* _YOUR GOAL_: The entries need to be copied exactly.

* _INFORMATION SUPPLIED_:
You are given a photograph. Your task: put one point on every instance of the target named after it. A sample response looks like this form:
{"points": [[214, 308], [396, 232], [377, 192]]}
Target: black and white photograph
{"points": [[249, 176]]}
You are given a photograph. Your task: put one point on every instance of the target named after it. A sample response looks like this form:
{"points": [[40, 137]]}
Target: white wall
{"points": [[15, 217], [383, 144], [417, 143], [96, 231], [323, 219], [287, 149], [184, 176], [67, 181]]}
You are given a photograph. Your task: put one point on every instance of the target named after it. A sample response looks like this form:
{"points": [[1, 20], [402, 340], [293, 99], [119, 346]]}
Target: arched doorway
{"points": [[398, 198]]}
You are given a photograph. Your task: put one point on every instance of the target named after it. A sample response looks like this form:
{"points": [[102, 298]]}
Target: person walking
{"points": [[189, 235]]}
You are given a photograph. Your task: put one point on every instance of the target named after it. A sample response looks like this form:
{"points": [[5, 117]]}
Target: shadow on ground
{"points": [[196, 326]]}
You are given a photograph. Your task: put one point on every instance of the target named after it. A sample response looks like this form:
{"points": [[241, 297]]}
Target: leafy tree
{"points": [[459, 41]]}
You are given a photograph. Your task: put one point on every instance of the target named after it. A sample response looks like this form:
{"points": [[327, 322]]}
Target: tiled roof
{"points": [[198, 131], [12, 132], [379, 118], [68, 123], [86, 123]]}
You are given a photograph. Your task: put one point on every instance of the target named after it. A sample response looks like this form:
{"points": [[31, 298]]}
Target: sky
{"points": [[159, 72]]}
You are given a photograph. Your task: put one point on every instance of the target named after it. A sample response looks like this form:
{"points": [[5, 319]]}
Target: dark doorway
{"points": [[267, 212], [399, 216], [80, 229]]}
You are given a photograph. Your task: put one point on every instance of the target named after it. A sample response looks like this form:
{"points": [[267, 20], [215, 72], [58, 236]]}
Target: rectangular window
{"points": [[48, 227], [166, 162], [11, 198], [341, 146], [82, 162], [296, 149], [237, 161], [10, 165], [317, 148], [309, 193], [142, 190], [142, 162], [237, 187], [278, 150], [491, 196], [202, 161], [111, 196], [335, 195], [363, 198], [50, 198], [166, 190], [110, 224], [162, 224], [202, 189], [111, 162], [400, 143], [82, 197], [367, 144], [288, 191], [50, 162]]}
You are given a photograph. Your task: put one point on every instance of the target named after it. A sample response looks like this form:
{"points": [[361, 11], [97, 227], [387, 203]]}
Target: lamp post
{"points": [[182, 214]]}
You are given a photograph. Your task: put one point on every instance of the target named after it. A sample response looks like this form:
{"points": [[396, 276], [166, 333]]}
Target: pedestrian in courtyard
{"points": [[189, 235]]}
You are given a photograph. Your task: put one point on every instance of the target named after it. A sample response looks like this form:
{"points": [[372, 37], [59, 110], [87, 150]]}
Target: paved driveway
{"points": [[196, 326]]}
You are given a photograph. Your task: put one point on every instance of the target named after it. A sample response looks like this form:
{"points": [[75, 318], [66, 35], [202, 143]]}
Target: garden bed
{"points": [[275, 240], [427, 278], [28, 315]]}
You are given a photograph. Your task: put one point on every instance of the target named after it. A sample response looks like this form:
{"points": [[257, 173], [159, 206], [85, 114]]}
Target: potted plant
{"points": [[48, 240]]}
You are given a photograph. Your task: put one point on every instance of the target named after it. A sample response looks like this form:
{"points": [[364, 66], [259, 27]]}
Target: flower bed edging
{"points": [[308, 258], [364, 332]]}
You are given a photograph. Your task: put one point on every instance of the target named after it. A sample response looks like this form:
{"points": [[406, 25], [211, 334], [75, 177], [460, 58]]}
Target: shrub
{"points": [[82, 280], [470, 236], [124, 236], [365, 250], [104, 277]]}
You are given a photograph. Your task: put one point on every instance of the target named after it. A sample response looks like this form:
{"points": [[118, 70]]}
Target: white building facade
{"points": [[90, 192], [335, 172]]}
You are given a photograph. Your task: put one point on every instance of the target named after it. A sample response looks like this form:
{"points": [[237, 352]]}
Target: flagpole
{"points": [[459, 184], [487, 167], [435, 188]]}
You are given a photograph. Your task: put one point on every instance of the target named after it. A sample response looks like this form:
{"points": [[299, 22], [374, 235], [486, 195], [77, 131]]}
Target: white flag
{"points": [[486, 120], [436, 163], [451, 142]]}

* _ANSWER TO THIS EXERCISE_:
You are given a photograph. Your task: put one point on every instance of the target named after it. A sample response looks like this form:
{"points": [[214, 308], [396, 232], [377, 192]]}
Target: black and white photograph
{"points": [[249, 176]]}
You are given a photograph. Your task: put one point on every instance of the target named after it. A sample response looks like this form:
{"points": [[40, 137]]}
Target: white wall
{"points": [[15, 217], [383, 144], [417, 143], [96, 231], [323, 219], [287, 149], [184, 176], [67, 181]]}
You are given a photograph. Your task: put one point on every instance of the target named after it. A sample response looks like this form:
{"points": [[1, 20], [402, 340], [293, 99], [119, 346]]}
Target: arched doorway
{"points": [[398, 198]]}
You are given a photograph. Your task: put one point on every instance of the target named after it. A sample response looks like this form:
{"points": [[102, 298]]}
Target: person walking
{"points": [[189, 235]]}
You are given a photograph. Your task: put one point on every instance of the target named after it. A sample response looks like this form:
{"points": [[5, 117]]}
Target: shadow on ground
{"points": [[196, 326]]}
You are given a photograph. Your task: put one point on every instance of the target named after it. A sample response looks like this form:
{"points": [[241, 297]]}
Target: leafy tree
{"points": [[459, 41]]}
You are given a photograph. Your task: put one point on every instance of the target named after it. A sample response looks like this form:
{"points": [[327, 322]]}
Target: tiled roof
{"points": [[198, 131], [12, 132], [379, 118], [68, 123], [86, 123]]}
You are given a photograph. Your task: put one point on every instance of the target named after it. A sample response looks like this form:
{"points": [[31, 298]]}
Target: sky
{"points": [[159, 72]]}
You are given a photograph. Your task: put one point on every instance of the target named after it. A sample response looks like this form:
{"points": [[5, 319]]}
Target: dark doorway
{"points": [[267, 212], [399, 216], [80, 229]]}
You are given a photograph. Your task: put one point on every instance of the target named after it. A sample response looks like this form:
{"points": [[267, 20], [215, 72], [58, 236]]}
Target: rectangular window
{"points": [[48, 227], [166, 162], [11, 198], [341, 146], [82, 162], [296, 149], [237, 161], [10, 165], [317, 148], [309, 193], [142, 190], [142, 162], [237, 187], [278, 150], [491, 196], [202, 161], [111, 196], [335, 195], [363, 198], [50, 198], [166, 190], [110, 224], [162, 224], [202, 189], [111, 162], [400, 143], [82, 197], [367, 144], [288, 191], [50, 162]]}
You are given a photograph. Your task: put one point on every instance of the target named after it. A sample response looks like this form:
{"points": [[361, 11], [97, 227], [387, 203]]}
Target: lamp post
{"points": [[182, 214]]}
You are given a photograph. Your task: put one point on every instance of the target named after it. A sample response looks like this form:
{"points": [[396, 276], [166, 333]]}
Target: pedestrian in courtyard
{"points": [[189, 235]]}
You are given a photograph. Your task: put one point on every instance of the target named after it. A sample response looks like this form:
{"points": [[372, 37], [59, 110], [87, 150]]}
Target: paved driveway
{"points": [[196, 326]]}
You are given a photograph. Your task: put one point on every instance of the target named after it. A sample response looks like this form:
{"points": [[75, 318], [66, 35], [202, 143]]}
Target: garden bed
{"points": [[275, 240], [427, 278], [28, 315]]}
You are given a photograph. Your task: put one point on every instance of the target named after it. A sample response looks like this form:
{"points": [[257, 173], [159, 206], [85, 114]]}
Target: potted plant
{"points": [[48, 240]]}
You are given a photograph. Your task: put one point on every instance of the target named after it. A sample response looks like this form:
{"points": [[364, 66], [259, 27]]}
Target: flower bed edging
{"points": [[308, 258], [364, 332]]}
You are given a photograph. Your task: put one point on every instance of the target named after it. A sample response looks like this form:
{"points": [[406, 25], [211, 334], [75, 177], [460, 58]]}
Target: shrub
{"points": [[82, 280], [470, 236], [124, 236], [365, 250], [104, 277]]}
You are given a photograph. Your task: put one point on every instance of the target named after it. A sample response looks like this form:
{"points": [[118, 70]]}
Target: white building facade
{"points": [[90, 192], [335, 172]]}
You are given a photograph. Your task: put one point on every instance of the target named after it. A sample response looks like this form:
{"points": [[237, 352]]}
Target: flagpole
{"points": [[459, 184], [487, 167], [435, 188]]}
You are given a photograph. Your task: put one point on every instance of the target named after it. A sample response looks like this form:
{"points": [[299, 22], [374, 235], [486, 195], [77, 131]]}
Target: white flag
{"points": [[486, 120], [436, 163], [451, 142]]}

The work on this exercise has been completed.